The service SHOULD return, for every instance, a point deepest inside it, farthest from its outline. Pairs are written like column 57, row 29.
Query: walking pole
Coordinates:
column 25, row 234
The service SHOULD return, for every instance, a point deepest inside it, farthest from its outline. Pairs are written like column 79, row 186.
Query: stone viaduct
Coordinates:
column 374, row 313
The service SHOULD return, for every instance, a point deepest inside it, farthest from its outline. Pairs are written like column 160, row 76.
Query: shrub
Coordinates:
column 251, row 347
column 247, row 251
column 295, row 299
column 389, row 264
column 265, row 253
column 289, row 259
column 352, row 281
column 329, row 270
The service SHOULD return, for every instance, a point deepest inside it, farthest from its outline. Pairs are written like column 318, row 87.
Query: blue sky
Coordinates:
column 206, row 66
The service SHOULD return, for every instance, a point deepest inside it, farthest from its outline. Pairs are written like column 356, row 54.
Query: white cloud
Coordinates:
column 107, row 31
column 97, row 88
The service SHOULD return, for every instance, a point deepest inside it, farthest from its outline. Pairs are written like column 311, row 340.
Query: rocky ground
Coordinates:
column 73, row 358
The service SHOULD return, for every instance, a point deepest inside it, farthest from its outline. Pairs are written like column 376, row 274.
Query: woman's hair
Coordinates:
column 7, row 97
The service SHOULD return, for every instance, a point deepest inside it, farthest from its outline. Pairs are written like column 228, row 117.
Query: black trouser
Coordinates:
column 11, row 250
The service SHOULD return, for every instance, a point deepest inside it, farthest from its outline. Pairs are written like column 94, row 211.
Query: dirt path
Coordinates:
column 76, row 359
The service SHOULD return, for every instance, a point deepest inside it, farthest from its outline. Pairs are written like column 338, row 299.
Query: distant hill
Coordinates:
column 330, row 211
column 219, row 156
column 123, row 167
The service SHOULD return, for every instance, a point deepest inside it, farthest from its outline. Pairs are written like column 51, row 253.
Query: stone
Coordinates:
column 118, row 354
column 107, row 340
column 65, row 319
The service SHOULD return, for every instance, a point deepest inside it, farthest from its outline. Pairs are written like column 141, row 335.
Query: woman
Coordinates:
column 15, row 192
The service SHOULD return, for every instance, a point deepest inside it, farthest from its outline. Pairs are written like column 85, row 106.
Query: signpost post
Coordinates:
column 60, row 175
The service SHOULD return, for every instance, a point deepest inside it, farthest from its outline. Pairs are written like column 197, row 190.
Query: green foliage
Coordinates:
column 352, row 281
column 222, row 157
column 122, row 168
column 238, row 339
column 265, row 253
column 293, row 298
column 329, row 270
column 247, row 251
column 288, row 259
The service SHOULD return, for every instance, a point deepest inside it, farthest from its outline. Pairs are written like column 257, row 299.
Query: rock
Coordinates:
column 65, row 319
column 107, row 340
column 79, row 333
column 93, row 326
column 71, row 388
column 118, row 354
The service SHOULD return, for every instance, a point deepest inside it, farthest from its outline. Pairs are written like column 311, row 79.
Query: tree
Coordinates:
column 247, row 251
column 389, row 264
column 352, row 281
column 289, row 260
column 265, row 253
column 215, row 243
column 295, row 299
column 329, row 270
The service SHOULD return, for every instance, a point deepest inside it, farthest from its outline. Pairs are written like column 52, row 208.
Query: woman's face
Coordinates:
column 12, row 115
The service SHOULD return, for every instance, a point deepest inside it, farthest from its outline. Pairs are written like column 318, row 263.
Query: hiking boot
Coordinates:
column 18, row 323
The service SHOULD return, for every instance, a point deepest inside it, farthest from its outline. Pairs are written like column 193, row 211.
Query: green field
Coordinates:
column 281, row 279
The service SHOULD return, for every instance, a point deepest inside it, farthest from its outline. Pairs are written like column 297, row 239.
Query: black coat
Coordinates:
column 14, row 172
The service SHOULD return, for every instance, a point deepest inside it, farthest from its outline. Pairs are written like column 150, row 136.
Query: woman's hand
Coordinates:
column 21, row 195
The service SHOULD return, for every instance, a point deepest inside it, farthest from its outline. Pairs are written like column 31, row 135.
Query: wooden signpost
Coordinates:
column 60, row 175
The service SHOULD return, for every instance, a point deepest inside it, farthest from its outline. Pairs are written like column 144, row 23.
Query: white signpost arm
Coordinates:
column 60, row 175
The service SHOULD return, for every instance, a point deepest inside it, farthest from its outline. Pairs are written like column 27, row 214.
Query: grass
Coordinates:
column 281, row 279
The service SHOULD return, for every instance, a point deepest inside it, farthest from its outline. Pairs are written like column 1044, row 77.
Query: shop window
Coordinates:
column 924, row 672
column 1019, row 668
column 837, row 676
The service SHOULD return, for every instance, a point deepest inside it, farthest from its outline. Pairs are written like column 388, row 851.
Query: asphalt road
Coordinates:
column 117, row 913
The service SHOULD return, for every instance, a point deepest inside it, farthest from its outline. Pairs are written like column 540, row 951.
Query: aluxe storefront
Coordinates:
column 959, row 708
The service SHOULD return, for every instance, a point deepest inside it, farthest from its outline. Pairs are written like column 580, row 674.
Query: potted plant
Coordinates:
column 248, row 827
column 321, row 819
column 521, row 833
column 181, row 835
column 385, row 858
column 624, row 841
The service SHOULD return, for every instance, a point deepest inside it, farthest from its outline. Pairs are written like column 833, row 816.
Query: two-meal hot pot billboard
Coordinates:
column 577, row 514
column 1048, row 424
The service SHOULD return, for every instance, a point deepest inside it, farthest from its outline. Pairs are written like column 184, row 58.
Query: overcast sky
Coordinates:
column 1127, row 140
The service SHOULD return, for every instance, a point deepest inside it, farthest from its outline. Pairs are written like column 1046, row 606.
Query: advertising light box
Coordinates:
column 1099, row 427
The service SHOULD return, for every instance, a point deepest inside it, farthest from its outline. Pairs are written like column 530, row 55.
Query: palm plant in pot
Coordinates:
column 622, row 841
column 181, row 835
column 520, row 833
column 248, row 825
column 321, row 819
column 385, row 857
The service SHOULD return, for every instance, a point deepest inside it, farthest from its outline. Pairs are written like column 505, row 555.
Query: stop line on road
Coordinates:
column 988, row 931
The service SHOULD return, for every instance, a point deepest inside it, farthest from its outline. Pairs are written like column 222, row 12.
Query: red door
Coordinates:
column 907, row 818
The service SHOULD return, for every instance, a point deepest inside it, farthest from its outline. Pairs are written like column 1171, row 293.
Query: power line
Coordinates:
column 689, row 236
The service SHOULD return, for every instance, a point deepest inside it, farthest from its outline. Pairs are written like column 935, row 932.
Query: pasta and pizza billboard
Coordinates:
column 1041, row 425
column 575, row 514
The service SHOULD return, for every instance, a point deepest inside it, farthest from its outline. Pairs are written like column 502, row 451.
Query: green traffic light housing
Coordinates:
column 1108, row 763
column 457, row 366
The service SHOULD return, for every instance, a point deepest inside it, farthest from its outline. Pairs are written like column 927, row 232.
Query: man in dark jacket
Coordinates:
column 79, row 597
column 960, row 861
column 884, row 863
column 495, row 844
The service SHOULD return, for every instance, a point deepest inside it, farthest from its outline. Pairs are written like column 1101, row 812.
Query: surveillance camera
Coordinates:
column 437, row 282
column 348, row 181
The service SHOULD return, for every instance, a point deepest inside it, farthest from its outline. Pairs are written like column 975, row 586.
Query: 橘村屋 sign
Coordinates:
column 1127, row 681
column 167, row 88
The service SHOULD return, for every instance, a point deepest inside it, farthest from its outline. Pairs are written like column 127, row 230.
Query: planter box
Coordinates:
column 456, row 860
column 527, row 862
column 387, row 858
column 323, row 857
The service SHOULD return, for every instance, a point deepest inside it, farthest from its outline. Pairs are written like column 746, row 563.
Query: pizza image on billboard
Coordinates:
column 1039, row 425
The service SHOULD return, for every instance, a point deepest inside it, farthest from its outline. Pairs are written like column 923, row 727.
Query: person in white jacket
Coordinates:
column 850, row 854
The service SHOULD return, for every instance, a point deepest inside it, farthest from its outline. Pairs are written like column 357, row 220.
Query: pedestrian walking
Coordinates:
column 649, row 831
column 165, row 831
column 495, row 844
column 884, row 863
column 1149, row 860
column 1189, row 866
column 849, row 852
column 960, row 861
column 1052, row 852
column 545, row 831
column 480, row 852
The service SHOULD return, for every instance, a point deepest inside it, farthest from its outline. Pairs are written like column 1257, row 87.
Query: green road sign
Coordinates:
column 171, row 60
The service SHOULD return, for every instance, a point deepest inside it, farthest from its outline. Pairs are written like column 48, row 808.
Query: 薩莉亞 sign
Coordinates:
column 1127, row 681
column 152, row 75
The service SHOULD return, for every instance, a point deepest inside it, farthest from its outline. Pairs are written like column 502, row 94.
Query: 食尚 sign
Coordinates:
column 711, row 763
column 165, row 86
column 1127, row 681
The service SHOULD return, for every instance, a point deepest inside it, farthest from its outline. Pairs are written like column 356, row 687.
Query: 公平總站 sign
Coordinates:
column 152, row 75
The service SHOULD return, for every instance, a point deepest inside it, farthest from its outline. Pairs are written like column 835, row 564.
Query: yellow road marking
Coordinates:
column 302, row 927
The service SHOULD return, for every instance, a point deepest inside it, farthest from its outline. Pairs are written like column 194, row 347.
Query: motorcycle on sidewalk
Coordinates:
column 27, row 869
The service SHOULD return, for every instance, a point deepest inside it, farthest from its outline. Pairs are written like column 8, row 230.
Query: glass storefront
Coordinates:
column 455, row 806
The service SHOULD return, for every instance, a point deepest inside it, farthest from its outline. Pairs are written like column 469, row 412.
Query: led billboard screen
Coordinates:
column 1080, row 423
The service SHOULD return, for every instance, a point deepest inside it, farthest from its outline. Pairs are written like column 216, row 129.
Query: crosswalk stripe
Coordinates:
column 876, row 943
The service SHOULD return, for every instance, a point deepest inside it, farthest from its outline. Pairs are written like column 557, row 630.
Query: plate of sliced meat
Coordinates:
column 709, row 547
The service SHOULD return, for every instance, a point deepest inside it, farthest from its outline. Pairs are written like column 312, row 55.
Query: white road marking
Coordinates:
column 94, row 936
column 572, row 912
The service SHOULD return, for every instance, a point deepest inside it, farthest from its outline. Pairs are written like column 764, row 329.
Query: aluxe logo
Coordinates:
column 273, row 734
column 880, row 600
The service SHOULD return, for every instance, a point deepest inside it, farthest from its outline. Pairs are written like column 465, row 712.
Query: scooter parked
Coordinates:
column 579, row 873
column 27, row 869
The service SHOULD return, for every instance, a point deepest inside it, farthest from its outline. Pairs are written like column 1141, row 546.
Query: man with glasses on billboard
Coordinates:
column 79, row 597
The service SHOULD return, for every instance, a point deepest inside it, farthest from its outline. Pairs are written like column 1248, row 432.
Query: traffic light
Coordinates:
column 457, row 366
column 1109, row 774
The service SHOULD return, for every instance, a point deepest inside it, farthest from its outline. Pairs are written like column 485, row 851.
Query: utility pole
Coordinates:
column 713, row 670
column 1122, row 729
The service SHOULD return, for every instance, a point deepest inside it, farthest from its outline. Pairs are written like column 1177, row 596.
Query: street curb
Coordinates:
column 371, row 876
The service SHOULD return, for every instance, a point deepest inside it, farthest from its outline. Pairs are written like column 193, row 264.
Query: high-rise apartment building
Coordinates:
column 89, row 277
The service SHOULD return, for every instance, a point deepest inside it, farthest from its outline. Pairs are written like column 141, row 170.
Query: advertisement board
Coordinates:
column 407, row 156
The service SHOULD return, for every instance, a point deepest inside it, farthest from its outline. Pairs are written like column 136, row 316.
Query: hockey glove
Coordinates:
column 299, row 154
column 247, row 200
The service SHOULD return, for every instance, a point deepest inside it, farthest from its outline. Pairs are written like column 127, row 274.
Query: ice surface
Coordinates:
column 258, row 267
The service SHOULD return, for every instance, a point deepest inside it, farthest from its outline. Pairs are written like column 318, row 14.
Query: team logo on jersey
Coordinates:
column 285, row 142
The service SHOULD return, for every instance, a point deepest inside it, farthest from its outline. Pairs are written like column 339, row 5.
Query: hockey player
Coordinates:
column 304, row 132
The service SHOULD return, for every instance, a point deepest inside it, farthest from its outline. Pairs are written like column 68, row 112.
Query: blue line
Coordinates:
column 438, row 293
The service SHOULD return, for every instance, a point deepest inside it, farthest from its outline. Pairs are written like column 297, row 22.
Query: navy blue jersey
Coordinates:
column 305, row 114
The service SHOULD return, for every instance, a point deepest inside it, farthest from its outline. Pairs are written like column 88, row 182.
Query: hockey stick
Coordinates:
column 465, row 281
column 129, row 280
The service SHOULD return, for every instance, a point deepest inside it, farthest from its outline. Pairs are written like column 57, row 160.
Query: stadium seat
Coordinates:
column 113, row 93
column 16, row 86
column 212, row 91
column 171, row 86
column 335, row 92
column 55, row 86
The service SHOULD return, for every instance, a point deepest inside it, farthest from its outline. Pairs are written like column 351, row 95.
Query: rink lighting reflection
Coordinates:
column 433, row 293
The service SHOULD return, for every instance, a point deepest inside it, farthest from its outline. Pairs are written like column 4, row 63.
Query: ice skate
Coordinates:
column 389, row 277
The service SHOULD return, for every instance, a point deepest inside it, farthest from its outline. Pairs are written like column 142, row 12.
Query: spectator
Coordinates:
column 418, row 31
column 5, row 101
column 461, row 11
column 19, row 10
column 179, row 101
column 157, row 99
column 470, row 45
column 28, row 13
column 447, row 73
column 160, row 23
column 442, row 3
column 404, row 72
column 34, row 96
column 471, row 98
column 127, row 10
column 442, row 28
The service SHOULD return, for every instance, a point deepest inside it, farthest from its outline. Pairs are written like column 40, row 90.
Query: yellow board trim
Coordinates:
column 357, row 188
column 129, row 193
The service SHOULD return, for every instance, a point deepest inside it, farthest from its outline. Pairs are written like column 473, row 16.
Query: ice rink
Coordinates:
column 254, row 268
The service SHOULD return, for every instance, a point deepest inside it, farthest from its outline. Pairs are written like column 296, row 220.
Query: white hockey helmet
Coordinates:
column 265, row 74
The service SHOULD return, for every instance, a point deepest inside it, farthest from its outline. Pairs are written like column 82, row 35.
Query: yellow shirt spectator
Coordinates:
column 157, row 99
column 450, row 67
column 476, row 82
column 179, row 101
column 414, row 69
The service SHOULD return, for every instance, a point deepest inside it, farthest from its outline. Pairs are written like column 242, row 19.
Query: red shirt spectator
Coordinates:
================
**What you need to do**
Please, from the material above, copy only the lines from the line with "Query: green foliage" up to and including the line with "318, row 263.", exactly as written.

**Solution to the exercise**
Query: green foliage
Coordinates:
column 352, row 281
column 222, row 157
column 122, row 168
column 238, row 339
column 265, row 253
column 293, row 298
column 329, row 270
column 247, row 251
column 288, row 259
The service SHOULD return, for every instance, a point deepest inside it, farthest from its outline. Pairs are written like column 257, row 299.
Query: rock
Coordinates:
column 65, row 319
column 107, row 340
column 79, row 333
column 93, row 326
column 71, row 388
column 118, row 354
The service SHOULD return, for every instance, a point deepest inside it, farthest from its outline. Pairs are written like column 311, row 79.
Query: tree
Coordinates:
column 247, row 251
column 389, row 264
column 352, row 281
column 289, row 260
column 265, row 253
column 215, row 243
column 295, row 299
column 329, row 270
The service SHOULD return, for every instance, a point deepest inside it, farthest from its outline. Pairs are written like column 52, row 208.
Query: woman's face
Coordinates:
column 12, row 115
The service SHOULD return, for every instance, a point deepest inside it, farthest from its outline. Pairs are written like column 318, row 263.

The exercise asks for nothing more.